[Dataset rows]

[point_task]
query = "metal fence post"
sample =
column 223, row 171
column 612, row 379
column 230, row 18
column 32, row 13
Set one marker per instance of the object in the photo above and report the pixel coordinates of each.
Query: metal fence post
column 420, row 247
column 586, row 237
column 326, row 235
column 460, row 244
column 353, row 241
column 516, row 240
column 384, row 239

==

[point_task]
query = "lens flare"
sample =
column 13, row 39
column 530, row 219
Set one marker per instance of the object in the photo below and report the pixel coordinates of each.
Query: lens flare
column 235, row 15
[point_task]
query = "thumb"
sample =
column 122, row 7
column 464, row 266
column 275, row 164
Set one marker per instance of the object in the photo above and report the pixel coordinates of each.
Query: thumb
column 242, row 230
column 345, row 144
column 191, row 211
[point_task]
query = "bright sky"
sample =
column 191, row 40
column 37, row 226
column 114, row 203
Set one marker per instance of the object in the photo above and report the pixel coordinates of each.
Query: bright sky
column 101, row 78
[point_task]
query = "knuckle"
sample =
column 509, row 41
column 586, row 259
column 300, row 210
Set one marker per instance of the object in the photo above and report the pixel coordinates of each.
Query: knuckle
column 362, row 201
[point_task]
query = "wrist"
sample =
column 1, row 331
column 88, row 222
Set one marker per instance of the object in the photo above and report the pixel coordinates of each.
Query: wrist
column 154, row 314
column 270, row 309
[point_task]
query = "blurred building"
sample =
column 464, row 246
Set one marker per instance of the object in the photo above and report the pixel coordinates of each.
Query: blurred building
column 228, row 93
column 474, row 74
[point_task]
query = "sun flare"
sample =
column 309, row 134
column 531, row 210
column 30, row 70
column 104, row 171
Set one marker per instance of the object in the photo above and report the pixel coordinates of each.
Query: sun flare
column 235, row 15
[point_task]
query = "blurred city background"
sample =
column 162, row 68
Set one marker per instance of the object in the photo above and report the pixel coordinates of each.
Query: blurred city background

§ **Task directions**:
How many lines in the items contain the word "city"? Reply with the number only.

§ **Response to the exercise**:
2